» Problem details:
Answer these questions from the institute overview below:
1. How much new NIH funding has the research brought in?
2. Which company has partnered with the institute since its inception?
3. For what condition in women were neurosteroids developed before major depression?

*** Page extract Section Begins ***

Since the institute’s inception, our team has supported the initial mission of the institute to develop and test neurosteroids as neuropsychiatric treatments. Institute work has resulted in successful clinical trials, expansion of research into neuroactive cholesterol metabolites, and other work.
This research has resulted in new NIH funding ($44 million), a licensed library of more than 700 compounds, more than 70 papers, clinical trials research, and 10 patents.
We are recruiting new faculty with complementary expertise to drive research into novel neuropsychiatric treatments.
We are always on the lookout for new trainees to join our research effort.
Our partnership with Sage Therapeutics, dating to the inception of the Institute, has led to development of neurosteroids for the treatment of postpartum depression in women and more recently, major depression in women and men.
The Institute has funded pilot research into ketamine and depression, effects of nitrous oxide on treatment-resistant depression, early emotional development in children, high risk adolescents, and genetics of schizophrenia.

*** Page extract Section Ends ***
*** Data shown Section Begins ***

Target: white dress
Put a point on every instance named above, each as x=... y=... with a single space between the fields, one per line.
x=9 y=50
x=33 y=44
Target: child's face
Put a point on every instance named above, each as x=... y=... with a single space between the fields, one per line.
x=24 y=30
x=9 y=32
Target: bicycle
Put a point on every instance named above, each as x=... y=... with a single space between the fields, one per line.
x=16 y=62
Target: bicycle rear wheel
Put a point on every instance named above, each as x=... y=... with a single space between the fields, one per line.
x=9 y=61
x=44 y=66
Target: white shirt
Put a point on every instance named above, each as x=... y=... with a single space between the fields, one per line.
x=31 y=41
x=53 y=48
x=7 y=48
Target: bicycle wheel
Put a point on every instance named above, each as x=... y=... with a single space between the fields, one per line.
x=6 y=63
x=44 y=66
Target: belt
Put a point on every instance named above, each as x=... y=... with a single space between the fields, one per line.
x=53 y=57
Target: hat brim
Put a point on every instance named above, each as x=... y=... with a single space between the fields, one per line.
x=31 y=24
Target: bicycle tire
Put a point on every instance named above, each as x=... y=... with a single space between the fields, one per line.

*** Data shown Section Ends ***
*** Data shown Section Begins ***

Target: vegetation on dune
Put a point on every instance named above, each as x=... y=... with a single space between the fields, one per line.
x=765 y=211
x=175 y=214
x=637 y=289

*** Data shown Section Ends ***

» Result of the exercise:
1. $44 million
2. Sage Therapeutics
3. Postpartum depression